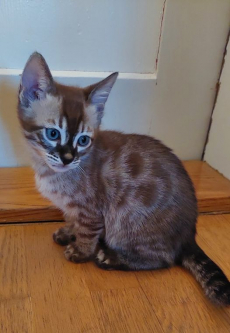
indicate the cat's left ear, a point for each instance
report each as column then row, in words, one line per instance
column 97, row 95
column 36, row 79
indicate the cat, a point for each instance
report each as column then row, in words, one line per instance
column 127, row 200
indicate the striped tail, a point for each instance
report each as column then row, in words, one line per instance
column 215, row 284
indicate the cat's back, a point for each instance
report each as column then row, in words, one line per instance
column 141, row 161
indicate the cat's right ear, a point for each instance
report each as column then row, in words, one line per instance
column 36, row 80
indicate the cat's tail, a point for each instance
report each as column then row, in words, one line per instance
column 215, row 284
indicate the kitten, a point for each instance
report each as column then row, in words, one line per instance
column 127, row 200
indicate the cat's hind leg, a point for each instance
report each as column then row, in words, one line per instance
column 108, row 259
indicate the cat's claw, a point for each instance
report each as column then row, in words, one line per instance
column 102, row 258
column 69, row 252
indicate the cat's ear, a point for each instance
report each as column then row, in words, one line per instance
column 36, row 79
column 97, row 95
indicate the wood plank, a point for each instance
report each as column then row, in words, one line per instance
column 13, row 266
column 177, row 298
column 60, row 297
column 212, row 189
column 41, row 292
column 125, row 310
column 16, row 316
column 20, row 201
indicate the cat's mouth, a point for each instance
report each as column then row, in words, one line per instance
column 61, row 167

....................

Please put each line of the listing above into a Markdown table with the columns No. and Line, numbering the rows and skipping blank lines. Leave the pictures out of the answer.

> _TASK RESULT_
| No. | Line |
|---|---|
| 1 | indicate the cat's left ear, a point for each instance |
| 2 | report each as column then row, in words, one line per instance |
| 3 | column 97, row 95 |
| 4 | column 36, row 79 |
| 5 | indicate the cat, a point for each instance |
| 6 | report each as column then row, in words, one line per instance |
| 7 | column 127, row 200 |
| 8 | indicate the striped tail, a point for each instance |
| 9 | report each as column then row, in words, one line per instance |
| 10 | column 215, row 284 |
| 11 | indicate the cat's back, a point for each instance |
| 12 | report each as column then row, in words, one line per instance |
| 13 | column 141, row 161 |
| 14 | indicate the cat's right ear, a point for each instance |
| 15 | report each as column then row, in words, one line per instance |
| 16 | column 36, row 80 |
| 17 | indicate the cat's tail, a point for each instance |
| 18 | report each as column then row, in words, one line per instance |
| 19 | column 215, row 284 |
| 20 | indicate the kitten, a point for each instance |
| 21 | report each as column then row, in words, one line per instance |
| 22 | column 127, row 200 |
| 23 | indicate the cat's hind leg, a point for each instance |
| 24 | report each as column then row, in words, one line per instance |
| 25 | column 108, row 259 |
| 26 | indicate the cat's claw, a point for each instance |
| 27 | report each as column then row, in words, one line per instance |
| 28 | column 102, row 258 |
| 29 | column 69, row 252 |
| 30 | indicate the cat's ear, a point for each instance |
| 31 | report each as column then row, in words, one line per instance |
| 32 | column 36, row 79 |
| 33 | column 97, row 95 |
| 34 | indicate the wood plank, a point for each instance |
| 35 | report each as column then row, in words, one line per instance |
| 36 | column 13, row 266 |
| 37 | column 177, row 298 |
| 38 | column 60, row 297 |
| 39 | column 212, row 189 |
| 40 | column 41, row 292 |
| 41 | column 125, row 310 |
| 42 | column 16, row 316 |
| 43 | column 20, row 201 |
| 44 | indicate the cat's mouth, a point for each instance |
| 45 | report each as column then row, in words, one line per instance |
| 46 | column 61, row 167 |